___ Text provided ___

Once files have been added to the database and tagged with metadata, the coda.find() and coda.find_one(), can be used to query for files matching specific metadata criteria. These two methods take a dictionary of query parameters as an argument and return either a coda.File (coda.find_one()) or coda.Collection object (coda.find()) containing the query results. As an example, to query files with a particular metadata tag:

>>> cl = coda.find({'group': 'dev'})
>>> print cl
/path/to/dev/file/one.txt
/path/to/dev/file/two.txt

Since you can filter collection objects by arbitrary functions, doing more advanced queryies about file contents is easy:

>>> # define more advanced filtering function --
>>> # this example just makes sure the number of lines is
>>> # greater than 50
>>> def my_filter(name):
>>>     with open(name, 'r') as fi:
>>>         length = len(fi.readlines())
>>>     return length > 50
>>>
>>> # query and filter the collection
>>> cl = coda.find({'group': 'dev'}).filter(my_filter)
>>> print cl
/path/to/dev/file/two.txt

Querying for single files is similarly as easy:

>>> fi = coda.find_one({'group': 'dev'})

___ Supplied material ___

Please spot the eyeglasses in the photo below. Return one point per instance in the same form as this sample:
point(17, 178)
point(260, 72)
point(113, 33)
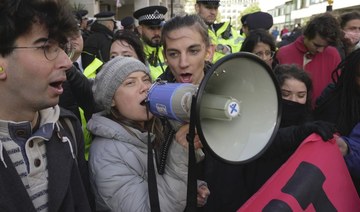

___

> Exercise requirements: From the text on querying files, reproduce word for word the stretch that begins at "Since you can" and stops after "length = len(fi.readlines())".

> Full output:
Since you can filter collection objects by arbitrary functions, doing more advanced queryies about file contents is easy:

>>> # define more advanced filtering function --
>>> # this example just makes sure the number of lines is
>>> # greater than 50
>>> def my_filter(name):
>>>     with open(name, 'r') as fi:
>>>         length = len(fi.readlines())